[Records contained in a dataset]
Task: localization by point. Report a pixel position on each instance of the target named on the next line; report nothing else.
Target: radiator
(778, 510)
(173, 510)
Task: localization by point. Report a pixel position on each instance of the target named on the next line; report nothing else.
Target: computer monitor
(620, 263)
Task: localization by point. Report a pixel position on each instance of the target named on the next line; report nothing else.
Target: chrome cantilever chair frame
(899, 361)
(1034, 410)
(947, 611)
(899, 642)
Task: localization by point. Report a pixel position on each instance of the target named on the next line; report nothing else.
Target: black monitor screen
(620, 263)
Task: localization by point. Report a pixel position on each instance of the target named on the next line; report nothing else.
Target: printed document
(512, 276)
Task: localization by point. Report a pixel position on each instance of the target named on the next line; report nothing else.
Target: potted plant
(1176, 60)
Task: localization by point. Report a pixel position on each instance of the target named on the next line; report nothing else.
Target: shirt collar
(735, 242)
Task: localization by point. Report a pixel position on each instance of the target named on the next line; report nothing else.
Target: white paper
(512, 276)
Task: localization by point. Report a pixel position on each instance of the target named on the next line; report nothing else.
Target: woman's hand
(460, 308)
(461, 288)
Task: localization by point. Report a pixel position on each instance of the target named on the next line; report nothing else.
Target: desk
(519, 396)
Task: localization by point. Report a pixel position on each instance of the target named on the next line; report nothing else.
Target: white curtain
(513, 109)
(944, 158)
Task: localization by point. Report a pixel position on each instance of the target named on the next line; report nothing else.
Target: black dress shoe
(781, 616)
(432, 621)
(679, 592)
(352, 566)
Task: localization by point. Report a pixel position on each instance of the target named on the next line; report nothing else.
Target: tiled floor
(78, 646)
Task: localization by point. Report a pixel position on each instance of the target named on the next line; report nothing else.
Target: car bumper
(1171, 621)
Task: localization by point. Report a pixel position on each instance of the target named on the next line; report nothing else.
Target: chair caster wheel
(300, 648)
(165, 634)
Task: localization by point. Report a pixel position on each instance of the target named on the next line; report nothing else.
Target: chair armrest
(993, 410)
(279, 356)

Problem details ▸ Repeat the data above, word for word.

Answer in full ▸
Task: localization by point. Report a pixel position on each instance of the target named on the next line; report nothing else.
Target: radiator
(778, 510)
(173, 510)
Task: localization by point. Report a pixel position on each instance of the target named on the next line; report nothing else.
Target: computer monitor
(620, 263)
Task: localization by point. Report a pixel position on each instance of the target named on the next line; report nothing else.
Target: chrome cantilever chair frame
(899, 361)
(1034, 410)
(947, 611)
(899, 642)
Task: localization by point. Report a pixel position on each instance of the target named on the next line; report nothing else.
Target: black monitor screen
(620, 263)
Task: localization by point. Report a pixel position on each instance of the target named on the next line; report nothing else.
Target: printed document
(512, 276)
Task: localization by point. Report a pixel position on each instance of the target named on the next line; report nothing else.
Target: potted plant
(1176, 60)
Task: localization by point. Report a pixel position on each instance of the target named on the next line; report nothing else.
Target: shirt collar
(735, 242)
Task: localization by point. Report a pixel position on each instance of the target named on the next line; report nothing else.
Target: white paper
(512, 276)
Task: localization by point. Report a pixel position on each instance of the target named on the next line; report nothing else.
Target: woman's hand
(460, 308)
(461, 288)
Task: localization by point. Report a pixel position on each instance of the target named on the next line; report nothing else.
Target: desk
(519, 396)
Task: localization by point. Report a pixel position on each instance of the target named on the next line; report nothing else.
Target: white curtain
(513, 109)
(944, 158)
Task: localization by point. Report a pixel position on each instance of the target named on the next line; report nothing else.
Target: black dress shoe
(781, 616)
(432, 621)
(679, 592)
(352, 566)
Task: localization by point. Report a pixel position on each instance of the target named on the next line; report nothing else.
Target: tiled floor
(78, 646)
Task: localization by point. Report a pixel position on each instance of the target named on the next line; report nothing else.
Target: car bumper
(1171, 621)
Task: localization by point. Report a pixel position on each instance of the target named on the next line; report nothing else.
Target: chair caster wheel
(300, 648)
(165, 634)
Task: localization by point. Report a pixel position on each instance of the target named on the next line; report nothing else.
Target: chair armrest
(993, 410)
(279, 356)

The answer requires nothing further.